SHORT EXERCISE.
Reproduce the Python strings text starting at the words "st_rand_word = st_rand_word.capitalize()" and stopping after "ctr in range(it_word_length*it_words_count))", changing "it_words_count" to "it_word_total" wherever it appears in that span.

SOURCE.
::::

Given string, get substring after a word.

st_func_stack_code = 'dc_ls_combo_type = pyfan_amto_lsdcconvert.ff_ls2dc(ls_combo_type,'
st_search_break = 'ff_ls2dc('
st_string_after = st_func_stack_code.split(st_search_break)[1]
st_search_break = ','
st_string_after = st_func_stack_code.split(st_search_break)[1]
print(f'{st_string_after=}')
## st_string_after=''

1.1.4.3 Generate Random Strings

Generate some random strings:

random.seed(123)
it_word_length = 5
st_rand_word = ''.join(random.choice(string.ascii_lowercase) for i in range(it_word_length))
st_rand_word = st_rand_word.capitalize()
print(f'{st_rand_word=}')
## st_rand_word='Bicyn'

Generate a block or random text and then convert it to a one list of strings:

random.seed(123)
it_words_count = 15
it_word_length = 5
st_rand_word_block = ''.join(random.choice(string.ascii_lowercase) for ctr in range(it_word_length*it_words_count))
ls_st_rand_word = [st_rand_word_block[ctr: ctr + it_word_length].capitalize() 
                   for ctr in range(0, len(st_rand_word_block), it_word_length)]
print(f'{ls_st_rand_word=}')
## ls_st_rand_word=['Bicyn', 'Idbmr', 'Rkkbf', 'Ekrkw', 'Hfany', 'Ctmca', 'Kxodb', 'Cveez', 'Ajnsp', 'Ipbyj', 'Kqzpg', 'Tuqsz', 'Kamyu', 'Qnvru', 'Zvtpq']

Reshape the array of words to a matrix:

mt_st_rand_word = np.reshape(ls_st_rand_word, [3,5])
print(f'{mt_st_rand_word=}')

::::

SOURCE DATA.
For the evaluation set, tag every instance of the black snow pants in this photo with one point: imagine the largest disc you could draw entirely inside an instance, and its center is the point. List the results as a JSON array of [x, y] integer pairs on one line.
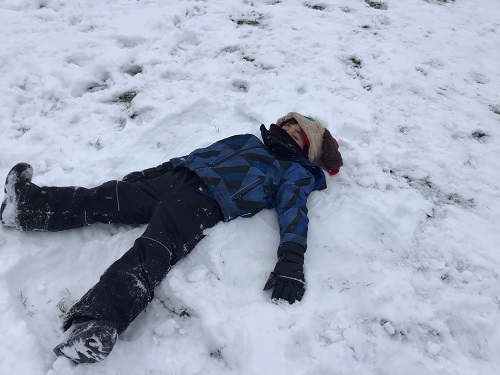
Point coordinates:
[[172, 206]]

::::

FINAL RESULT.
st_rand_word = st_rand_word.capitalize()
print(f'{st_rand_word=}')
## st_rand_word='Bicyn'

Generate a block or random text and then convert it to a one list of strings:

random.seed(123)
it_word_total = 15
it_word_length = 5
st_rand_word_block = ''.join(random.choice(string.ascii_lowercase) for ctr in range(it_word_length*it_word_total))